• _PROBLEMS TO SOLVE_:
**a.** In the quantum chemistry article, how many normal bits are needed to represent 20 qubits?
**b.** Update the part of the quantum chemistry article that opens with the words containing "The findings, published" and closes with "1 million bits.", putting "computing power" in place of "processing power".
**c.** Take the quantum chemistry article further, starting after its last sentence.

• _SOURCE EXTRACT_:
The findings, published last week in Nature Chemistry, could ultimately lead to a leap in quantum processing power.

“The idea is, instead of building a quantum computer, to let chemistry build it for us,” said Eric Hudson, UCLA’s David S. Saxon Presidential Professor of Physics and corresponding author of the study. “All of us are still learning the rules for this type of quantum technology, so this work is very sci-fi right now.”

The basic units of information in traditional computing are bits, which are each limited to one of only two values. In contrast, a group of quantum bits — or qubits — can have a vastly wider range of values, exponentially increasing a computer’s processing power. More than 1,000 normal bits are required to represent just 10 qubits, while 20 qubits require more than 1 million bits.

(Point-per-instance localization data)
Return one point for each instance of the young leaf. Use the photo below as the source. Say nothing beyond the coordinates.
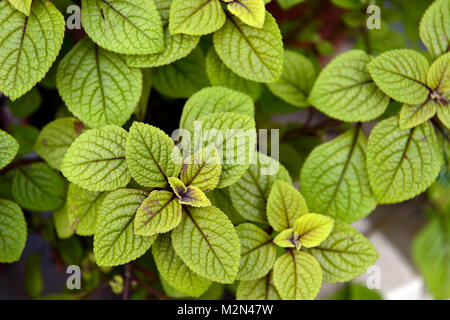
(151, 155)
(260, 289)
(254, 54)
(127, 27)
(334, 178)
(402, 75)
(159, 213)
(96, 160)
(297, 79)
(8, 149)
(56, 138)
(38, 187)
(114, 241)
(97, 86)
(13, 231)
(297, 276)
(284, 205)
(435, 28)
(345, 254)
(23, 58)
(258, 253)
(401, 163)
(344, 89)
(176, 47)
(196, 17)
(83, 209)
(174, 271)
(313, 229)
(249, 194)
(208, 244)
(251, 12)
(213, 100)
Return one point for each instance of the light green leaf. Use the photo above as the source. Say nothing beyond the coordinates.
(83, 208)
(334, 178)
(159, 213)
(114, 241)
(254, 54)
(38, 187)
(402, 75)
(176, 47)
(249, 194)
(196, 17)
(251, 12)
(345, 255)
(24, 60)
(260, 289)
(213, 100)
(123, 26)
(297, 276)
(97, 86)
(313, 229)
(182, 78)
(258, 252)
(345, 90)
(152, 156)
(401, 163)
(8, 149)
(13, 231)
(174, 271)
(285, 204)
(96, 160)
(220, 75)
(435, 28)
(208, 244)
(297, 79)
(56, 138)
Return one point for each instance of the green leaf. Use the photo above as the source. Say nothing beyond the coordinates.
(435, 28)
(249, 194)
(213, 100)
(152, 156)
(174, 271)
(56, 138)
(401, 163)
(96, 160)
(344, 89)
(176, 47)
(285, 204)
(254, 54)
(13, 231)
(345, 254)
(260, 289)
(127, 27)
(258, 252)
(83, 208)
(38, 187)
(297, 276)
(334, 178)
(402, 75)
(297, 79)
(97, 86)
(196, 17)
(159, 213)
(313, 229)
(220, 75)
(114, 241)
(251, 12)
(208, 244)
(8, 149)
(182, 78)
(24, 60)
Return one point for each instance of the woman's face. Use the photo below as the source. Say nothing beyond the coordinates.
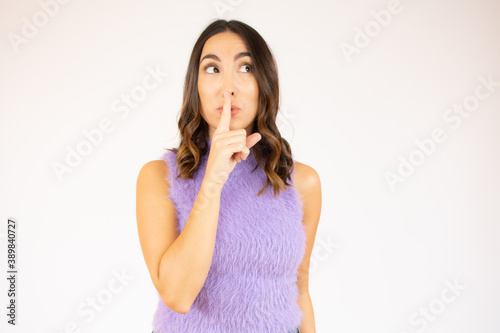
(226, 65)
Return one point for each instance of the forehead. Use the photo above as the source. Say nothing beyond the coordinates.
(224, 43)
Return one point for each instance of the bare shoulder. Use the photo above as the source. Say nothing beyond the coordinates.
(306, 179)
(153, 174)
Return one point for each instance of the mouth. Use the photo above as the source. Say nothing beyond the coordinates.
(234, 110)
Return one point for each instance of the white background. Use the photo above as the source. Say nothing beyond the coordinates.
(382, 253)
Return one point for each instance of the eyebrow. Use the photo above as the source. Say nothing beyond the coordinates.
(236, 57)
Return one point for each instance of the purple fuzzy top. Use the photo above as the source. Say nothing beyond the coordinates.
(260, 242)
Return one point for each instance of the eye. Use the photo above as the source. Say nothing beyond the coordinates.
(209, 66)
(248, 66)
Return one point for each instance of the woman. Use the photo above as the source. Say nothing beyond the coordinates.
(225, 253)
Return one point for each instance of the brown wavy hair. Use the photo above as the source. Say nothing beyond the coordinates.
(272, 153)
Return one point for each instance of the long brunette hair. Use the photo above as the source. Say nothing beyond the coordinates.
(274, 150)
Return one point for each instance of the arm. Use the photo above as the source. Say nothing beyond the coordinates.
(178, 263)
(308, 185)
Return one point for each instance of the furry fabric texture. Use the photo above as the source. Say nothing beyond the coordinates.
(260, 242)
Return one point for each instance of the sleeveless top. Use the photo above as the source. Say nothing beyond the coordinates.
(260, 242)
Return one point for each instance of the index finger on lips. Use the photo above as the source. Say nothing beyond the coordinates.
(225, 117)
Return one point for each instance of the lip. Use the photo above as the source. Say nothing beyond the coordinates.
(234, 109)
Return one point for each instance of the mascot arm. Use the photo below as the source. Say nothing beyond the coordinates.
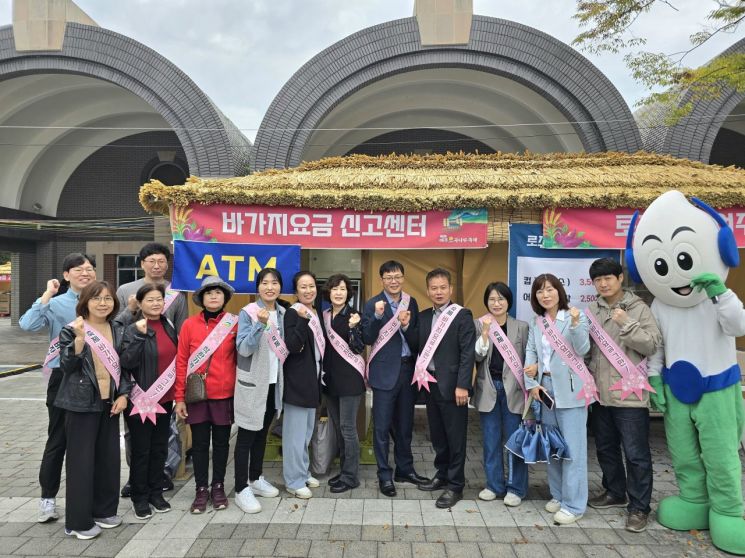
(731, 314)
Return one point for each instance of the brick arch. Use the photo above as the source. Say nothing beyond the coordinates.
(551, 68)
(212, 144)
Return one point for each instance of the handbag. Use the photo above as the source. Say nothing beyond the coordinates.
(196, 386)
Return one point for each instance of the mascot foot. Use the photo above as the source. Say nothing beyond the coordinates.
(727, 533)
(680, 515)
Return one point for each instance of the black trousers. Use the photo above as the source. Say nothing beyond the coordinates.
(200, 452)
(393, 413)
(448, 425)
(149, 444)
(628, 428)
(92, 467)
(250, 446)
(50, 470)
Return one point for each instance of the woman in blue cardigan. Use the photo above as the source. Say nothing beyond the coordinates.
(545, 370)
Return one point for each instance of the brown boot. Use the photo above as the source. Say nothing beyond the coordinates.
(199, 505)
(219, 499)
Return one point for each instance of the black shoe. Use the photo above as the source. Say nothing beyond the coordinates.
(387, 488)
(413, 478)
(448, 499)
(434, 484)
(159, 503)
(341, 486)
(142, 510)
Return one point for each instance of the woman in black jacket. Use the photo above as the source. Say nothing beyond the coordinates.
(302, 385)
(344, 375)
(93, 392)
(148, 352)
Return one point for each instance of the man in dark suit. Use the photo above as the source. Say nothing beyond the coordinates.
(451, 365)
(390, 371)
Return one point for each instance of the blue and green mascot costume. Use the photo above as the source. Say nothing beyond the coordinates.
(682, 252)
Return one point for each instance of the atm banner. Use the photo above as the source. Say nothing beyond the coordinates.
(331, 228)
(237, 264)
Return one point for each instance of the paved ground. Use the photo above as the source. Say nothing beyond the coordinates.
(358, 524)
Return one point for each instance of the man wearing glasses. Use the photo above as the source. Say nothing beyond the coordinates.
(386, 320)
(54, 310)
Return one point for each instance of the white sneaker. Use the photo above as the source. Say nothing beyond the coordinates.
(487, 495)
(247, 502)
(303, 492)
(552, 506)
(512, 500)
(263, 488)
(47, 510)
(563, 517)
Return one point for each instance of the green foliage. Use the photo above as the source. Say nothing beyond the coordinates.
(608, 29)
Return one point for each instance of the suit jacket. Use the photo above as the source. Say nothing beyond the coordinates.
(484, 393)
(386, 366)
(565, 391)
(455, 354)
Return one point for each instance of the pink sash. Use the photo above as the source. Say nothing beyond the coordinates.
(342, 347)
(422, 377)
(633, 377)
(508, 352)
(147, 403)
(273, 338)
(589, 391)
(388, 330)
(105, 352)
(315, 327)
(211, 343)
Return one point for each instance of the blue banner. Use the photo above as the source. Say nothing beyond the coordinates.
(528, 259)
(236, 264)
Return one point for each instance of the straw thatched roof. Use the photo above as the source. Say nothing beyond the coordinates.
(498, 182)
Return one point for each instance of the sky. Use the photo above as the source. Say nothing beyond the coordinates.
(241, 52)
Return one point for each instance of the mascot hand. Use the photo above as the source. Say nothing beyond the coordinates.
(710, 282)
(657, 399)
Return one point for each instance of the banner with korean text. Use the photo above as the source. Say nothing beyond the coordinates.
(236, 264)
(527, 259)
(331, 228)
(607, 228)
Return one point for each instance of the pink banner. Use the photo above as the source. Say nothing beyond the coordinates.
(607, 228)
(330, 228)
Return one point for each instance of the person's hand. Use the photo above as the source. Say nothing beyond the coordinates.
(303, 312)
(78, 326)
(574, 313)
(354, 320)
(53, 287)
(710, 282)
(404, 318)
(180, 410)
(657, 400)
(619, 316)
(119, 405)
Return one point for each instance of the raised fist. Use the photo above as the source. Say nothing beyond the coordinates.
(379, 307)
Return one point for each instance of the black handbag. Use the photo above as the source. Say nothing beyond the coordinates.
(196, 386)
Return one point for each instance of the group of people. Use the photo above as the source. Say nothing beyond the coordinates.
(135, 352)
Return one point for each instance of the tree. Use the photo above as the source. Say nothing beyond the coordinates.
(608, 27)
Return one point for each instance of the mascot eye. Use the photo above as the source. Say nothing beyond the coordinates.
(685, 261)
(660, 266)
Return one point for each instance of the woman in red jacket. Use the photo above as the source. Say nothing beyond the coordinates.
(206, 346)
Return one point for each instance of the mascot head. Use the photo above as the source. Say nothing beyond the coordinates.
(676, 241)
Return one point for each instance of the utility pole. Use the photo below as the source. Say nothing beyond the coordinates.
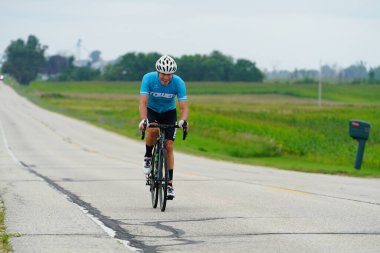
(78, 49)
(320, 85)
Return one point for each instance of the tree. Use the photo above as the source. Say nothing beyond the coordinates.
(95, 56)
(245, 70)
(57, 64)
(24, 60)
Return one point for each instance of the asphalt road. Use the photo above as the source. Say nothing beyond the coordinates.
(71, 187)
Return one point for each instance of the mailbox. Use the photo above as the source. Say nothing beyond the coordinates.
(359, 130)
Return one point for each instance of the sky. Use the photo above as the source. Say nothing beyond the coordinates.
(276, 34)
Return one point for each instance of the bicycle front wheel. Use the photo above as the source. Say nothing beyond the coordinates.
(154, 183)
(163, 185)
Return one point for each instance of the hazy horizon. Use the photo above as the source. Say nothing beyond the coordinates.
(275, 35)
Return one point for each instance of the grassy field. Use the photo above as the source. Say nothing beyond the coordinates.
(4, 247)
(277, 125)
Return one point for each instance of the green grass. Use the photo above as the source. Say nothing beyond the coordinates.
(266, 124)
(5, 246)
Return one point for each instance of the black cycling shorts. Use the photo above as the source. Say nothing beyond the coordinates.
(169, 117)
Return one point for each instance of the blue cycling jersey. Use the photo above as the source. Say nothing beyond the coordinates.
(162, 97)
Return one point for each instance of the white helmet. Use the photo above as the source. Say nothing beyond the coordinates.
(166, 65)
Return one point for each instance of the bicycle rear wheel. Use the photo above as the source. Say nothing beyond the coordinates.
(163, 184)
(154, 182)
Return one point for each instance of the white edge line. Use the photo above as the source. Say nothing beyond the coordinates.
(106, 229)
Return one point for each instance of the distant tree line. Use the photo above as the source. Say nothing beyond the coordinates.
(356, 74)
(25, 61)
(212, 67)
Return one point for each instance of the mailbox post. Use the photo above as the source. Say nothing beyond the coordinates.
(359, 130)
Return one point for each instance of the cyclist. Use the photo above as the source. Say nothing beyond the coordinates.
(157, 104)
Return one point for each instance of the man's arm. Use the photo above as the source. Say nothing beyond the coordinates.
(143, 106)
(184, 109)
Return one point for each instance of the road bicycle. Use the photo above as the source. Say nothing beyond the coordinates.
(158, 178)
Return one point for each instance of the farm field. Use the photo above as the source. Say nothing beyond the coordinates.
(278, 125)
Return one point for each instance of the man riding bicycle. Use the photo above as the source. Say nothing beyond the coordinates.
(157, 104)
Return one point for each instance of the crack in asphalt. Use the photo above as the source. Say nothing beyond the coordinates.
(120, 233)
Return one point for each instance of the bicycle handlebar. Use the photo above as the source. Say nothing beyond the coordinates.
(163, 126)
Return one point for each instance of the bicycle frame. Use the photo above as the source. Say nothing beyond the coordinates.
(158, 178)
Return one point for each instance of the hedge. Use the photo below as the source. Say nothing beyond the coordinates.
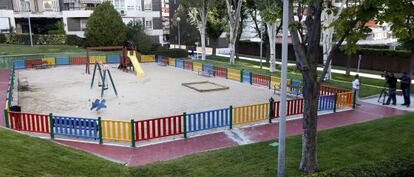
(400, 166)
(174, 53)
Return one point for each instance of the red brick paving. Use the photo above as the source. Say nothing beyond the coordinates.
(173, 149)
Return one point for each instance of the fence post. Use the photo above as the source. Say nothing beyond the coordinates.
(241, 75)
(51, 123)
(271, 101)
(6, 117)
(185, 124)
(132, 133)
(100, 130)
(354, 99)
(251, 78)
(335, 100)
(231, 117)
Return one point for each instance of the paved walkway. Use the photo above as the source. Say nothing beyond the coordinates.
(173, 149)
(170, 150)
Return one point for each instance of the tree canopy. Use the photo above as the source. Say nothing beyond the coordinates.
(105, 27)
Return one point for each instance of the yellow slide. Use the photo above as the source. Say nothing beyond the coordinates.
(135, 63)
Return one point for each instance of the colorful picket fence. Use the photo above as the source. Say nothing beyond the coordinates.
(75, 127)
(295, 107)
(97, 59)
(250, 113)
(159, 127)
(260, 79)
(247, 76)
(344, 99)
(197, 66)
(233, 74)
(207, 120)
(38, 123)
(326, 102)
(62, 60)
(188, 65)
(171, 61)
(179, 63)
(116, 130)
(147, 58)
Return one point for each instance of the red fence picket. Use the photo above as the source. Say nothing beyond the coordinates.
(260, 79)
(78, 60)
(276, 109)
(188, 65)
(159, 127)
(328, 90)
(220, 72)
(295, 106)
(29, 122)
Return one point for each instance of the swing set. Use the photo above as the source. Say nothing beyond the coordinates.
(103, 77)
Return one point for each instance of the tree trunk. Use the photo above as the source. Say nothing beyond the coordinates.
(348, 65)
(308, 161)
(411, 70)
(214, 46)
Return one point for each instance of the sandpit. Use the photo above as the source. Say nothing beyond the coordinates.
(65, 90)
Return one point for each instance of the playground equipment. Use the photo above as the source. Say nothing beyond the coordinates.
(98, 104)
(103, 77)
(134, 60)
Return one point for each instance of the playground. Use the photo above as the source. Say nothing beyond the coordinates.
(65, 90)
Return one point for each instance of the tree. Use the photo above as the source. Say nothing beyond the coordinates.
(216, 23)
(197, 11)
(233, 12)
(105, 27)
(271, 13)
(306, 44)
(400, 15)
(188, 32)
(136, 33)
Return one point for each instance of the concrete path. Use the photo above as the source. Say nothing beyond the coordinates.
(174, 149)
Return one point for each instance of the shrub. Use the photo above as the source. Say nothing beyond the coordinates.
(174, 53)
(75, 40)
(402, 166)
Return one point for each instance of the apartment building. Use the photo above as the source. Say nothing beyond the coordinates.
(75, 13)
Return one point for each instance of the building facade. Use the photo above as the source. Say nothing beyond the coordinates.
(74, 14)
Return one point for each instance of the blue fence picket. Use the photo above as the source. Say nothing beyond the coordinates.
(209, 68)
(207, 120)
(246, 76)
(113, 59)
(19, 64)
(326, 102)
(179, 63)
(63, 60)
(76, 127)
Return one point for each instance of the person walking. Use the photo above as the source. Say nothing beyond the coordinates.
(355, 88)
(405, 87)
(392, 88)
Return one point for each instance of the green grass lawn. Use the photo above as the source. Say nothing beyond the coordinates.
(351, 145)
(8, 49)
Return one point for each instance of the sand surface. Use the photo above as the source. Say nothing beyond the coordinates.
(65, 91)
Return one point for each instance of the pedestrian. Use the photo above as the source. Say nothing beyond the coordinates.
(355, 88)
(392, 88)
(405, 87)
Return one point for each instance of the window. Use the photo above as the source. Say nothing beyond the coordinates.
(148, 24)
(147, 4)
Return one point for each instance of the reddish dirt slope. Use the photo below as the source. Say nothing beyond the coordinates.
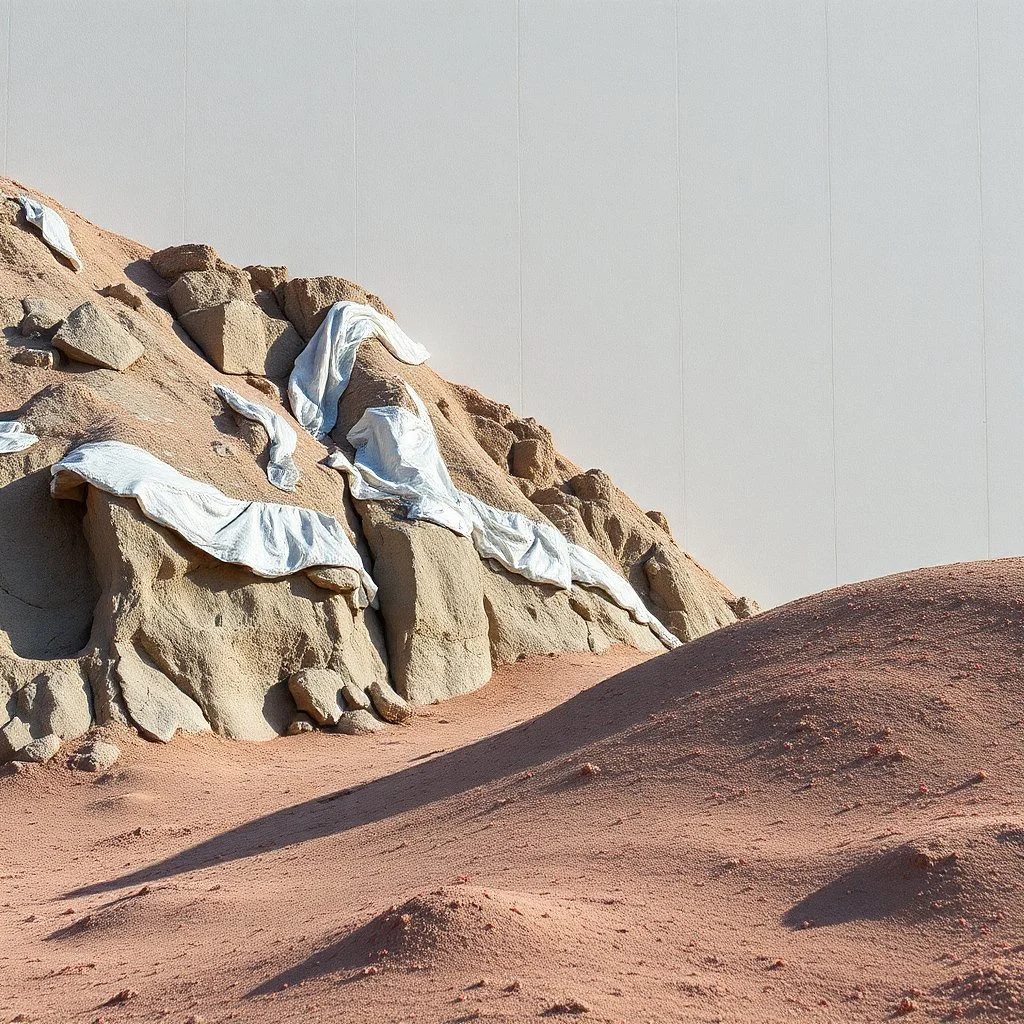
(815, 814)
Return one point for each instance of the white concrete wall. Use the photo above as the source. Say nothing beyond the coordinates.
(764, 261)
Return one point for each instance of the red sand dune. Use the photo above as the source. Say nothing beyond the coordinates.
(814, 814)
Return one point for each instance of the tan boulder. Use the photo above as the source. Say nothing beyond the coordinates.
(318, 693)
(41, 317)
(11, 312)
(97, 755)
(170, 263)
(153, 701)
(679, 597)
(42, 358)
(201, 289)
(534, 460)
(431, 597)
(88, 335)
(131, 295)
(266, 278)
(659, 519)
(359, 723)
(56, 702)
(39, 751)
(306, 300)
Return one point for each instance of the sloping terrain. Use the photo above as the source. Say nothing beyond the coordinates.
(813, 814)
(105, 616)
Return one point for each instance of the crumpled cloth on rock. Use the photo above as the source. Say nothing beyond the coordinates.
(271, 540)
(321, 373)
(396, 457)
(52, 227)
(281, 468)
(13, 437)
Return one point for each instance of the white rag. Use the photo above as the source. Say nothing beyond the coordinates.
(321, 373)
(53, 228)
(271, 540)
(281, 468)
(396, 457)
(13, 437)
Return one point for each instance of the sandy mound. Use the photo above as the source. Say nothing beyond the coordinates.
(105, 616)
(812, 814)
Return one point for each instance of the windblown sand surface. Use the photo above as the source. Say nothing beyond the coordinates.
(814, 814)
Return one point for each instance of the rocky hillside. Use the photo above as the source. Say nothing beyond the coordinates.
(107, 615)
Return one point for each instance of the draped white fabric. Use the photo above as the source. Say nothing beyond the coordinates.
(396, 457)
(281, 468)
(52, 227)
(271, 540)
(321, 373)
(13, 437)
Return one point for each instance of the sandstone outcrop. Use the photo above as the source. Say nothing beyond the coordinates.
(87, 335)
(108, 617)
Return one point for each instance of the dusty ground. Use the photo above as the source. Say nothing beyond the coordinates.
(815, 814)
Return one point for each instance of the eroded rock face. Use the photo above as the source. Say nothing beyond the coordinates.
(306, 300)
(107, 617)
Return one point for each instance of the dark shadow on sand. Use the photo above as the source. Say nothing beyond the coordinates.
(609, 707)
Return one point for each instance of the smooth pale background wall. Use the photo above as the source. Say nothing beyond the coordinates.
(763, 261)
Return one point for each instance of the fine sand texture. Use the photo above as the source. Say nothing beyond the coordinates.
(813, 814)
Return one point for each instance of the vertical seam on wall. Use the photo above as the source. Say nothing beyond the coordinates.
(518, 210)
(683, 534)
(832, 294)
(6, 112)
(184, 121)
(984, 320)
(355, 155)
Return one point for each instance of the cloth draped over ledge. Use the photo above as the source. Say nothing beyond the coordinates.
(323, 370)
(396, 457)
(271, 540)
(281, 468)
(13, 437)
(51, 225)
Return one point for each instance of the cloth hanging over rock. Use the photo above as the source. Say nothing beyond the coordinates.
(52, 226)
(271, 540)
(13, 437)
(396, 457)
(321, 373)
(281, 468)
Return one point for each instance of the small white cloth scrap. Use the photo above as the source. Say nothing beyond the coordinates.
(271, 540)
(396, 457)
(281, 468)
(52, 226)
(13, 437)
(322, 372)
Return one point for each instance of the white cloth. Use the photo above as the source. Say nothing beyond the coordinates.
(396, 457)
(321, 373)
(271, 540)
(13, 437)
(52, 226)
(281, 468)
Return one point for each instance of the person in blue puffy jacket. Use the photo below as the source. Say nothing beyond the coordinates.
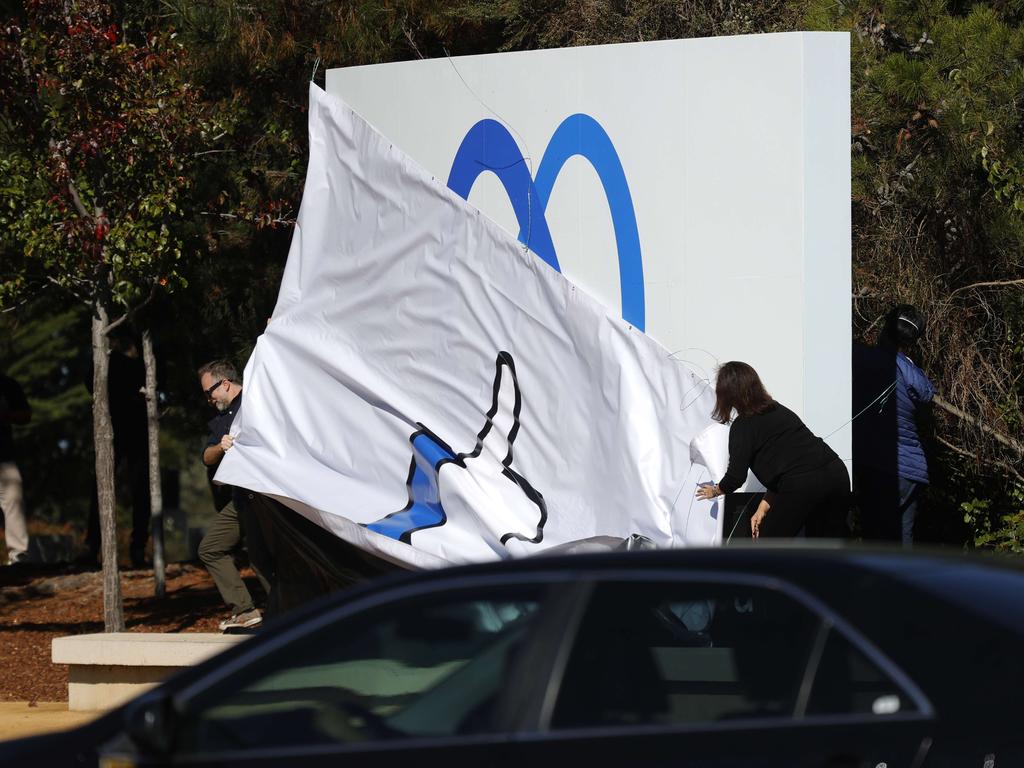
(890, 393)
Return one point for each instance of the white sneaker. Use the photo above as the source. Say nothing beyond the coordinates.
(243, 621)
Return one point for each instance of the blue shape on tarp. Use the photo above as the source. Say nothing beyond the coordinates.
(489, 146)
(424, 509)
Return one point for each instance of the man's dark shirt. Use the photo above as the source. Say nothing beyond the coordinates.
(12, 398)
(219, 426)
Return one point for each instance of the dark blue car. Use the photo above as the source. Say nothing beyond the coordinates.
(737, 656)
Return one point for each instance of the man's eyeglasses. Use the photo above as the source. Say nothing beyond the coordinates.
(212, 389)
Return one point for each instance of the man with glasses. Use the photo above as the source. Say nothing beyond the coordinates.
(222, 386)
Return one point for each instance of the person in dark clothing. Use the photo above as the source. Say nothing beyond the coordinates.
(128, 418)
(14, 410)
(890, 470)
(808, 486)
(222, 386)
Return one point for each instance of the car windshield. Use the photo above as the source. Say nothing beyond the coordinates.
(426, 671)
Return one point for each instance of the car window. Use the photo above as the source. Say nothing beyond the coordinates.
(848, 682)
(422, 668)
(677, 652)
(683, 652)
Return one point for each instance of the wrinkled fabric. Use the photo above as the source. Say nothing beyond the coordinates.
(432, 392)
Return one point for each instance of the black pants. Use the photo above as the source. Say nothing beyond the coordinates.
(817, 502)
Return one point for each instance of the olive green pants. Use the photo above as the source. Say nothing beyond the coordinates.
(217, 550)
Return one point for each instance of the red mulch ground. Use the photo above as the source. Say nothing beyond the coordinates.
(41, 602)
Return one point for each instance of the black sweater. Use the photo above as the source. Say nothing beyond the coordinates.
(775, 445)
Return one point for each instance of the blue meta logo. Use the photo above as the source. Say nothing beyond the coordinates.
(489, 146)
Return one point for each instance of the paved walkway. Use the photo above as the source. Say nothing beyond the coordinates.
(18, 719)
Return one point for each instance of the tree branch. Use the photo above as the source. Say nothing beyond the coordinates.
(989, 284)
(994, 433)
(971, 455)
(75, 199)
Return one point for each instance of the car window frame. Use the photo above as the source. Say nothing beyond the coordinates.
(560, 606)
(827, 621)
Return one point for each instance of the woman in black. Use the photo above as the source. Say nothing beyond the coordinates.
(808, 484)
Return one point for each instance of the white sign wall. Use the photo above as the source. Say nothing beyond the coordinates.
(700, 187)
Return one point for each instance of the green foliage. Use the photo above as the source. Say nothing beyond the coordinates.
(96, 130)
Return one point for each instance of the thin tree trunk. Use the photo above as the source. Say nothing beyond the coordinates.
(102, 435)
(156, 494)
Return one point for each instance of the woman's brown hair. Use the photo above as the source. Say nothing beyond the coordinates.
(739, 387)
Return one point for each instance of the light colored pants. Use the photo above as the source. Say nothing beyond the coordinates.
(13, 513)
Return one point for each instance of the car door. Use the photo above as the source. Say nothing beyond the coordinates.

• _EXPECTED OUTPUTS_:
**a.** More than 1 million bits.

**b.**
The findings, published last week in Nature Chemistry, could ultimately lead to a leap in quantum computing power.

“The idea is, instead of building a quantum computer, to let chemistry build it for us,” said Eric Hudson, UCLA’s David S. Saxon Presidential Professor of Physics and corresponding author of the study. “All of us are still learning the rules for this type of quantum technology, so this work is very sci-fi right now.”

The basic units of information in traditional computing are bits, which are each limited to one of only two values. In contrast, a group of quantum bits — or qubits — can have a vastly wider range of values, exponentially increasing a computer’s computing power. More than 1,000 normal bits are required to represent just 10 qubits, while 20 qubits require more than 1 million bits.

**c.**
That characteristic, at the heart of quantum computing’s transformational potential, depends on the counterintuitive rules that apply when atoms interact. For instance, when two particles interact, they can become linked, or entangled, so that measuring the properties of one determines the properties of the other. Entangling qubits is a requirement of quantum computing.

However, this entanglement is fragile. When qubits encounter subtle variations in their environments, they lose their “quantumness,” which is needed to implement quantum algorithms. This limits the most powerful quantum computers to fewer than 100 qubits, and keeping these qubits in a quantum state requires large pieces of machinery.

To apply quantum computing practically, engineers must scale up that processing power. Hudson and his colleagues believe they have made a first step with the study, where theory guided the team to tailor-make molecules that protect quantum behavior.

The scientists developed small molecules that include calcium and oxygen atoms and act as qubits. These calcium-oxygen structures form what chemists call a functional group, meaning that it can be plugged into almost any other molecule while also conferring its own properties to that molecule.

The team showed that their functional groups maintained their desired structure even when attached to much larger molecules. Their qubits can also stand up to laser cooling, a key requirement for quantum computing.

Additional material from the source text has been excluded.